**Extrait du texte**:
/---
L’idée paraît simple. En collant un petit morceau de sparadrap sur les lèvres, on empêcherait la respiration buccale pendant la nuit, ce qui favoriserait le passage de l’air par le nez. Selon les adeptes, ce changement réduirait la sécheresse de la bouche, limiterait le grincement des dents et permettrait même de remodeler la mâchoire.
Une influenceuse américaine, Olivia Tennison, a fait exploser le phénomène. Sa vidéo où elle raconte avoir « retrouvé un sommeil profond dès la première nuit » cumule plus de huit millions de vues. Elle y assure que le ruban l’aide à garder la bouche fermée et à éviter la gorge sèche du matin.
Un sondage réalisé en 2023 sur plus de 2 000 personnes montre que 11 % des adultes ayant testé des tendances de sommeil ont déjà tenté l’expérience du scotch buccal.
\---
**Données fournies**:
/---
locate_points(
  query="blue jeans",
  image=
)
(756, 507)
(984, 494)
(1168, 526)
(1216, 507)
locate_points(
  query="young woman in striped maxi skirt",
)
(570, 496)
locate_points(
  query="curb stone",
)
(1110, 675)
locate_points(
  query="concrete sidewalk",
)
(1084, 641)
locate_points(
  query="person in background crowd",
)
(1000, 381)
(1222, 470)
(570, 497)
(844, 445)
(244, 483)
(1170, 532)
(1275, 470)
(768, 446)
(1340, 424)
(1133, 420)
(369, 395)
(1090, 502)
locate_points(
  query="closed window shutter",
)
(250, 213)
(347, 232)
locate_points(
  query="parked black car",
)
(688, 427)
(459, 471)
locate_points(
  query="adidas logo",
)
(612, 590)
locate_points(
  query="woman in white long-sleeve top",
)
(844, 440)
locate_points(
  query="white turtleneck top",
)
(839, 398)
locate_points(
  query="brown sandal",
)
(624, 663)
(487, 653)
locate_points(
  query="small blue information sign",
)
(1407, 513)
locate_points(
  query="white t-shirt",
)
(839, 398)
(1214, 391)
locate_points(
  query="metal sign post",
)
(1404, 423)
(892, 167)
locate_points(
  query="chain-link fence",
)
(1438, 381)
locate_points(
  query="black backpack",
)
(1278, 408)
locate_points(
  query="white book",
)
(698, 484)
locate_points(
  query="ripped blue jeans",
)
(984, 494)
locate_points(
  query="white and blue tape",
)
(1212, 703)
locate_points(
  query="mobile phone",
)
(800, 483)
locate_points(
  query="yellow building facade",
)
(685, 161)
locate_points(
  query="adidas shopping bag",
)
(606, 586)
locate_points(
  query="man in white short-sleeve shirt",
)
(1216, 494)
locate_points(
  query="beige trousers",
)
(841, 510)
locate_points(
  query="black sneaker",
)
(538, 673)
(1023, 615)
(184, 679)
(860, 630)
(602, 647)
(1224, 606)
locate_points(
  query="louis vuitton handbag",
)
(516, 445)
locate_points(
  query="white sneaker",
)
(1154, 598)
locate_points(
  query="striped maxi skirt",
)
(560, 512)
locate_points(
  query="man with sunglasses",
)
\---
**Questions d'étude**:
• a. Recopiez mot pour mot le passage du texte sur le scotch buccal, de « Un sondage réalisé » à « du scotch buccal. ».
• b. Poursuivez le texte sur le scotch buccal à partir de sa dernière phrase.

**Réponses par tâche**:
• a.
Un sondage réalisé en 2023 sur plus de 2 000 personnes montre que 11 % des adultes ayant testé des tendances de sommeil ont déjà tenté l’expérience du scotch buccal.

• b.
Beaucoup disent vouloir cesser de ronfler, respirer par le nez… voire redessiner les contours de leur visage. Car sur les réseaux, certains affirment que la pratique affinerait la mâchoire ou préviendrait le double menton.
Peu d’études, beaucoup de risques
Malgré cet engouement numérique, les preuves scientifiques manquent. D’après la professeure Indira Gurubhagavatula, spécialiste du sommeil à l’Université de Pennsylvanie, comme nous le lisons ici, « aucune donnée solide ne démontre que le scotch buccal améliore la qualité du sommeil ». Pire : il pourrait aggraver certains troubles respiratoires.
L’apnée du sommeil, qui touche près de deux milliards d’adultes dans le monde, en est un exemple. En bloquant la respiration par la bouche, le ruban pourrait accentuer les difficultés d’oxygénation.
Une petite étude menée en 2022 sur vingt patients atteints d’apnée modérée a bien observé une réduction du ronflement chez treize d’entre eux, mais l’échantillon reste trop limité pour en tirer une conclusion fiable.
La Sleep Foundation rappelle par ailleurs que cette méthode peut provoquer des effets secondaires : troubles respiratoires nocturnes, irritation des lèvres, réveils fréquents ou inconfort au moment de retirer le ruban.
Pourquoi la respiration nasale est-elle si importante ?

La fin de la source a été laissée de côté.